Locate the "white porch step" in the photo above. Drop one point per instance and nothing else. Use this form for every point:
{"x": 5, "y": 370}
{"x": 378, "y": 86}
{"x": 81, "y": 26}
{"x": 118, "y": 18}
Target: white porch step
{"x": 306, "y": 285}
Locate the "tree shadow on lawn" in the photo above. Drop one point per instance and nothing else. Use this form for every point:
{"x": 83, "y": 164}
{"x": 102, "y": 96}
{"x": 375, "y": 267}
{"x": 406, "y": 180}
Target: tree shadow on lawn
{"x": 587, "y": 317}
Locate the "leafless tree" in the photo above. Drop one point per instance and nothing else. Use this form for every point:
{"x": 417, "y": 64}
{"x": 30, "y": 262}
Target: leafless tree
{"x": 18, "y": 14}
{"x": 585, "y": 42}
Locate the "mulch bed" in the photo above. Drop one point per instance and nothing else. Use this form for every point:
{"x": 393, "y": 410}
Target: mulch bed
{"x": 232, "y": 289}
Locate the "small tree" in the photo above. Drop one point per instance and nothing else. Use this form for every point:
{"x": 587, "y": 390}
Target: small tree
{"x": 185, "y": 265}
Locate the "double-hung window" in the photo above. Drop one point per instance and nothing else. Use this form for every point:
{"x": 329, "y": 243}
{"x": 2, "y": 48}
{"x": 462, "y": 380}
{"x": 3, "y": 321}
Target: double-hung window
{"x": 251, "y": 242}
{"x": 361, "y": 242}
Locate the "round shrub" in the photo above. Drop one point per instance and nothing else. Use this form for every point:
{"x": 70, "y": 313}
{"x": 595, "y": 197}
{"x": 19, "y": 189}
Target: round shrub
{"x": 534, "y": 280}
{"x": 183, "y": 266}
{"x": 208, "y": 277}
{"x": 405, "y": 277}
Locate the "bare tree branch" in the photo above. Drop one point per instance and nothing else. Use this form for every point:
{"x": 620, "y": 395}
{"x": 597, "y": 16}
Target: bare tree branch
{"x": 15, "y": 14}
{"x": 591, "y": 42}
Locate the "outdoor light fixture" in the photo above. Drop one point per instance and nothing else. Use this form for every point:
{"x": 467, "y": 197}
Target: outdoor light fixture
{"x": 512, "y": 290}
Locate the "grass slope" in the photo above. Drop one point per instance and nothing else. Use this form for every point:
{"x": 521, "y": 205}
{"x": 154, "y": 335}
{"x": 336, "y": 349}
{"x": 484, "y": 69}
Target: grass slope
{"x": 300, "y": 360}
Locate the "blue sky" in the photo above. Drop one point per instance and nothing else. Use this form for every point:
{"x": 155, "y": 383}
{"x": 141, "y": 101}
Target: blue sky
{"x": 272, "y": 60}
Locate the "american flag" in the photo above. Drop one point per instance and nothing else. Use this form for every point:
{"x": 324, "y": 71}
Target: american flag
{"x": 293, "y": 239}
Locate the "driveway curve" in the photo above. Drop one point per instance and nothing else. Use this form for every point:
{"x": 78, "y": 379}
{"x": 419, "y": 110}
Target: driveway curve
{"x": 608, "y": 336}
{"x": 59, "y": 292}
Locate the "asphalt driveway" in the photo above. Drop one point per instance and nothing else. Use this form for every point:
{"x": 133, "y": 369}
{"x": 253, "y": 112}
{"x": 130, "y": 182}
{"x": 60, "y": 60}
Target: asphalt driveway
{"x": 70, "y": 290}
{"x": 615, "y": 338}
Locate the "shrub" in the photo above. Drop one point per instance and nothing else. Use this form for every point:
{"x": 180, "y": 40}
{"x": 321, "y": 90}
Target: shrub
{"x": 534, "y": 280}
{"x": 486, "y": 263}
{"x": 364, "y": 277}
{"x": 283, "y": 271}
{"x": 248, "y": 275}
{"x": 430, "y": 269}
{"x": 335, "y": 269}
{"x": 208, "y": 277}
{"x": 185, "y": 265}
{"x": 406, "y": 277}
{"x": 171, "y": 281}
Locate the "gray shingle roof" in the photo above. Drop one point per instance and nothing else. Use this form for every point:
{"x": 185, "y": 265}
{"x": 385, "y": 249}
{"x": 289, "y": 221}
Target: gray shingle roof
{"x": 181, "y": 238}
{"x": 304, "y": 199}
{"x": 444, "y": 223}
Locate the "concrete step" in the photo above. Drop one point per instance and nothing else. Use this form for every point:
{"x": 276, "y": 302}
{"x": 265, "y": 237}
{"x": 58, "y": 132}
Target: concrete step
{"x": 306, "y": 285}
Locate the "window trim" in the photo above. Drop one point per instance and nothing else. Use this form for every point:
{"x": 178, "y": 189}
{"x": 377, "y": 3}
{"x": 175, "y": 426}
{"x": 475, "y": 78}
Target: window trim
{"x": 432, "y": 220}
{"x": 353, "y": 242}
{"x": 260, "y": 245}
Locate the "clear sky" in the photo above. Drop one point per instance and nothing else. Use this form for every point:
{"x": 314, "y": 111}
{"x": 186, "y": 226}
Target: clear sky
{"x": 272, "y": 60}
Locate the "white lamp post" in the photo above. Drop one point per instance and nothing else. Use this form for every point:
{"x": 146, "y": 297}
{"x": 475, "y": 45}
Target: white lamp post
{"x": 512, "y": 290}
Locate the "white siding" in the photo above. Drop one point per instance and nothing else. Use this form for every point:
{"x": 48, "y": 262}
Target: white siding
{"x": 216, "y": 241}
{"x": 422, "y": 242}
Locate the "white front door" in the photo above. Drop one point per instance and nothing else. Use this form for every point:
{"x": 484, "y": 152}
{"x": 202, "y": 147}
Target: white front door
* * *
• _Task objective_: Going line by line, copy the data above exactly.

• _Task result_:
Locate the "white porch step" in the photo above. Drop one point per instance and nothing else. Use this form for every point:
{"x": 5, "y": 370}
{"x": 378, "y": 86}
{"x": 81, "y": 26}
{"x": 118, "y": 18}
Target: white porch step
{"x": 306, "y": 285}
Locate the "tree shadow on lawn" in the photo above. Drop one point per instance and nothing else. Use this form for every point:
{"x": 83, "y": 164}
{"x": 102, "y": 96}
{"x": 375, "y": 267}
{"x": 406, "y": 180}
Target: tree shadow on lawn
{"x": 587, "y": 317}
Locate the "leafless tree" in the photo above. Drop one point per instance and nothing else. Use this form for every point:
{"x": 417, "y": 64}
{"x": 30, "y": 262}
Target: leafless tree
{"x": 18, "y": 14}
{"x": 585, "y": 42}
Locate the "mulch bed" in the photo above. Drop one point per instance and nothing else. Use this form for every point:
{"x": 393, "y": 410}
Target: mulch bed
{"x": 232, "y": 289}
Locate the "small tree" in the photo above. Drop one point per instance and nothing else. Use this form for every point:
{"x": 587, "y": 390}
Target: small tree
{"x": 185, "y": 265}
Locate the "double-hung window" in the photo above. Drop one point per instance and nothing else. Use this form for every point:
{"x": 329, "y": 243}
{"x": 2, "y": 48}
{"x": 462, "y": 380}
{"x": 3, "y": 321}
Target: double-hung window
{"x": 251, "y": 242}
{"x": 361, "y": 242}
Locate the "round shrub" in the photo above. Drop one point per instance and nothing else. Use this form for every point:
{"x": 70, "y": 313}
{"x": 595, "y": 197}
{"x": 19, "y": 189}
Target: round shrub
{"x": 534, "y": 280}
{"x": 183, "y": 266}
{"x": 208, "y": 277}
{"x": 405, "y": 277}
Locate the "bare tree branch" in the photo above. Drop one point per instance and nothing else. Use this form for every point:
{"x": 620, "y": 395}
{"x": 597, "y": 16}
Target: bare tree branch
{"x": 15, "y": 14}
{"x": 591, "y": 42}
Locate the "outdoor light fixture" in the photo above. Drop one point per instance and nothing else. Use this form for every point:
{"x": 467, "y": 197}
Target: outdoor light fixture
{"x": 512, "y": 290}
Locate the "grass slope" in the photo above. Drop one point per instance and nothing else. Use this form for every point:
{"x": 521, "y": 205}
{"x": 154, "y": 335}
{"x": 336, "y": 349}
{"x": 484, "y": 69}
Target: grass slope
{"x": 300, "y": 360}
Locate the "blue sky" in the photo above. Drop one point per instance and nothing else. Use this form for every point:
{"x": 155, "y": 383}
{"x": 141, "y": 101}
Target: blue sky
{"x": 272, "y": 60}
Locate the "american flag" in the photo above. Drop one point per instance and nothing else. Use this form for every point:
{"x": 324, "y": 71}
Target: american flag
{"x": 293, "y": 239}
Locate the "driveway curve" in the photo above. Drop one point per instance and nothing else. Use this form for every point:
{"x": 78, "y": 379}
{"x": 419, "y": 110}
Target: driveway curve
{"x": 608, "y": 336}
{"x": 59, "y": 292}
Locate the "asphalt driveway" in the photo above. Drop one point per instance and nothing else. Use this form for every point:
{"x": 133, "y": 369}
{"x": 253, "y": 112}
{"x": 130, "y": 182}
{"x": 60, "y": 60}
Target: asphalt driveway
{"x": 70, "y": 290}
{"x": 615, "y": 338}
Locate the "shrub" in the photo above. Drop one point per instance and nothing else. Use this form for every point:
{"x": 180, "y": 40}
{"x": 321, "y": 90}
Target: shrub
{"x": 534, "y": 280}
{"x": 486, "y": 263}
{"x": 364, "y": 277}
{"x": 283, "y": 271}
{"x": 248, "y": 275}
{"x": 430, "y": 269}
{"x": 335, "y": 269}
{"x": 208, "y": 277}
{"x": 185, "y": 265}
{"x": 406, "y": 277}
{"x": 171, "y": 281}
Locate the "gray shingle roof" in the photo above. Drop one point per instance and nothing else. Use this form for every point:
{"x": 185, "y": 265}
{"x": 385, "y": 249}
{"x": 289, "y": 221}
Target: gray shingle roof
{"x": 181, "y": 238}
{"x": 304, "y": 199}
{"x": 444, "y": 223}
Locate the "concrete step" in the photo above. Drop one point per instance and nothing else. Use this form for every point:
{"x": 276, "y": 302}
{"x": 265, "y": 237}
{"x": 58, "y": 132}
Target: concrete step
{"x": 306, "y": 285}
Locate the "window trim" in the photo above. Drop one point per instance and nothing else. Use this form for every point:
{"x": 178, "y": 189}
{"x": 377, "y": 3}
{"x": 175, "y": 426}
{"x": 475, "y": 78}
Target: window trim
{"x": 432, "y": 220}
{"x": 353, "y": 242}
{"x": 260, "y": 245}
Locate the "clear sky" in the photo above. Drop one point per instance and nothing else. Use this form for every point:
{"x": 314, "y": 111}
{"x": 186, "y": 226}
Target: clear sky
{"x": 272, "y": 60}
Locate the "white lamp post" in the photo above. Drop one point per instance and nothing else. Use this form for every point:
{"x": 146, "y": 297}
{"x": 475, "y": 45}
Target: white lamp post
{"x": 512, "y": 290}
Locate the "white siding" in the photo above. Drop one point per instance and nothing else. Use this form for every point:
{"x": 48, "y": 262}
Target: white siding
{"x": 216, "y": 241}
{"x": 422, "y": 242}
Locate the "white front door" in the photo above. Drop one point per instance and nothing else. Use this form for every point:
{"x": 484, "y": 152}
{"x": 202, "y": 147}
Target: white front door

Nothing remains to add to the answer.